**ROWS**
[start]

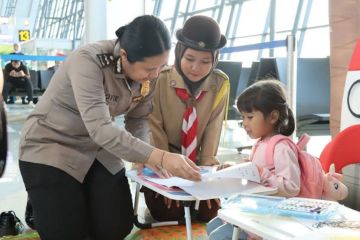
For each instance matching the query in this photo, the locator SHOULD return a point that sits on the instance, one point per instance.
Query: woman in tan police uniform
(189, 107)
(71, 151)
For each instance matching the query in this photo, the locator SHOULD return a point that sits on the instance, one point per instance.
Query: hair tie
(120, 31)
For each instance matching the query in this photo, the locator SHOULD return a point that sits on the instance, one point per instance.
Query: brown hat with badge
(201, 33)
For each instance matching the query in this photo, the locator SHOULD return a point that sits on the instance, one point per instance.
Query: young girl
(266, 113)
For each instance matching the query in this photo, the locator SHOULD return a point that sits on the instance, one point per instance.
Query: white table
(180, 196)
(275, 227)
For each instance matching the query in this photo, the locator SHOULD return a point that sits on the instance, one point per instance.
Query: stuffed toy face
(334, 189)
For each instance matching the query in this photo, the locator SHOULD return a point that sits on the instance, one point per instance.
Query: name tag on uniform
(137, 98)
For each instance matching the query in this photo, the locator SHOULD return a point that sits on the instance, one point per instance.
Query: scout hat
(201, 33)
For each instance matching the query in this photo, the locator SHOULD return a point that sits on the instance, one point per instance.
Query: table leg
(136, 203)
(188, 220)
(236, 233)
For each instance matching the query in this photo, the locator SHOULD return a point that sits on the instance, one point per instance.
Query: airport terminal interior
(288, 40)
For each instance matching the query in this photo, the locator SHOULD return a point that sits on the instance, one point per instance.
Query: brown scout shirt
(167, 116)
(72, 123)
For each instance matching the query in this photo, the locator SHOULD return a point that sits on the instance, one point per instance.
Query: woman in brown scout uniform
(71, 151)
(189, 108)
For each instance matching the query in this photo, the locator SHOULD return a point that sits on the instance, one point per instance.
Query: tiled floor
(12, 191)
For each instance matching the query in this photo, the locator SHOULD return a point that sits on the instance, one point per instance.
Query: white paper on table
(171, 182)
(247, 170)
(225, 187)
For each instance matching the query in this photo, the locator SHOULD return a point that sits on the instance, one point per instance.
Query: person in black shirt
(17, 76)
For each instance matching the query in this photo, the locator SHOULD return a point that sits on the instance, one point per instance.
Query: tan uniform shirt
(72, 123)
(167, 116)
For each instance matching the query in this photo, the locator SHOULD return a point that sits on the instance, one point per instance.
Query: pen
(332, 168)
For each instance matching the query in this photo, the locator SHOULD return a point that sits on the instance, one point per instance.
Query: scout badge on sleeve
(105, 59)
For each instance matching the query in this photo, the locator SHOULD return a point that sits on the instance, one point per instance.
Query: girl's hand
(260, 169)
(168, 201)
(225, 165)
(174, 164)
(161, 173)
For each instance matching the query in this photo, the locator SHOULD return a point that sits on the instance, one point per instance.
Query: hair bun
(120, 31)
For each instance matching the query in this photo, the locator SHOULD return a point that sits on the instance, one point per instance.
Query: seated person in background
(191, 89)
(17, 76)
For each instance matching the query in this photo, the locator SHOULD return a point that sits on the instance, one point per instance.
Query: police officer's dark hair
(266, 96)
(145, 36)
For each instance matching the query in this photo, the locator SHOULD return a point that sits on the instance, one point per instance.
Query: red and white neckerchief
(190, 123)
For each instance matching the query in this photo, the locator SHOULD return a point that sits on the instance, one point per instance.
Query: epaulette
(105, 59)
(221, 74)
(166, 68)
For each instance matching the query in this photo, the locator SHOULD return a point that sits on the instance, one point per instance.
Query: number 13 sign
(24, 35)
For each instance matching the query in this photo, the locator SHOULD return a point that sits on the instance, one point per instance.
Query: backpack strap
(269, 152)
(303, 140)
(300, 145)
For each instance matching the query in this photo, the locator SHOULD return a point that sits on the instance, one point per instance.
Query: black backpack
(10, 224)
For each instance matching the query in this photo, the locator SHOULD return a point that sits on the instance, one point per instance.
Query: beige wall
(344, 32)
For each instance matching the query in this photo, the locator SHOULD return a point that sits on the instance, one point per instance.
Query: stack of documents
(241, 178)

[end]

**OBJECTIVE**
Copy out all the data without changing anything, and drop the pictures.

**RESULT OF THE TASK**
For each instance matching the query in this photo, the locator SHOULD return a point that sits on the instance, one point per instance.
Query: woman in tan police uniform
(189, 107)
(71, 151)
For each instance matching the query in this photo, the locator SHOULD return a point that sits on the instance, one point per instance.
Query: hair tie
(120, 31)
For each instance matching the query in this photo, the locator SHOULD return a point that sits on the instance, one point per instance.
Query: brown hat with badge
(201, 33)
For each instance matching the query in this photo, the locator SHOULD return a point that sits on the instance, one point per instance.
Query: young girl
(266, 113)
For each instance matching the query in this photo, the locator SHOULD return a point that sits on the instance, one point per instance.
Query: white table
(180, 196)
(275, 227)
For each instance matching the query in this photo, the locator SHOULD return a point that sits on the instance, one point per instance.
Query: stuffed toy face
(334, 189)
For each instance matching the query in this photo, the locator SHOULD return a point that sits on the instance, one point per instance.
Query: name tag on uniform
(137, 98)
For each instance matching the query in this photo, the locator SHOULD return a point that sits on the instance, one point per instance.
Query: scout hat
(201, 33)
For each instance matching the query in this photo, the locator SHOULD return a point that sits on the instance, one point per instance.
Query: table leg
(136, 203)
(188, 220)
(236, 233)
For each instance matching the query in this photo, the locator SHOULD return a point that sits on the instance, one point per instance.
Query: airport terminal interior
(288, 40)
For each instance matching the query in this photo, the locator SHOULD return a point that sits on the instance, one point per instance.
Query: brown scout shirt
(167, 116)
(72, 123)
For each instance matching the query in this photo, the locator SHOULD return a point that sits on the instance, one point per instance.
Query: woman in brown scout uniform
(71, 151)
(189, 108)
For each instance matching the query in this photo, the locator SHOULD return a point that sits on the instance, one point per instance.
Query: tiled floor
(12, 191)
For each instance matching the query in this photo, the locator SHOULD return a point that sits on the instance, one point per instance.
Query: white paper on table
(171, 182)
(247, 170)
(225, 187)
For each instance matching the query in this photo, the locator SHOULD return a point that sits on the instance, one point per instance.
Query: person in black shirt
(17, 76)
For each instance matching the query in this photo, the locator SHOULD return a point that sits on the instance, one point per instance.
Query: tan uniform shirt
(72, 123)
(167, 116)
For each instance matching the query in this photo, the locator SHOULD return a point that sits on the instance, one point per instance.
Query: pen
(332, 168)
For each instance matching the query in this photo, the locator SHOULD return a point that sits on the instance, one point per instance.
Query: scout badge on sleeve
(105, 59)
For each instance matching the query in this photo, the locator SHOULD return a point that sits on the instance, one point per instance.
Query: girl's hand
(260, 169)
(168, 201)
(225, 165)
(174, 164)
(161, 173)
For each instance matching the query in this photo, the locator SHOULD return a point that sits on the instance, one point per instance.
Query: hair bun
(120, 31)
For each instance matching the query in this photo, the locator SHOULD return a point that sits on the instance, one point per instance.
Query: seated person in background
(191, 89)
(17, 76)
For each instance matching the query in this photo, the locator SHOULD return a point that sits on the instance, one point per instance.
Query: police officer's dark hair
(266, 96)
(145, 36)
For each instance matching the query in this photo, the locator SHOULD return a point that sits on the instance, one point per instance.
Query: red and white neckerchief
(190, 123)
For each instance matching the query in this photo, the locator SHOULD return a point that sits on the instance, one point per instance.
Query: epaulette
(105, 59)
(221, 74)
(166, 68)
For each instance matching the query in this photo, the locator SHOULD return a point that sits on the instance, one point per instance.
Query: number 13 sign
(24, 35)
For each instance matching the query in this photo, the locator SHOULD return a point that sits on the instance, one point per instance.
Query: backpack strap
(269, 152)
(303, 140)
(300, 145)
For each instance matching the query in this photo, the locator SHOULD return a point that sits on the instance, one point per instance.
Query: black backpack
(10, 224)
For each instance matching the query in this photo, the locator SHOULD return a point that sits on the instance, one point per instance.
Query: beige wall
(344, 32)
For each instance matching the query in this photo, the locator SHOULD return a point that sits on the instance, one point per instance.
Query: stack of documents
(241, 178)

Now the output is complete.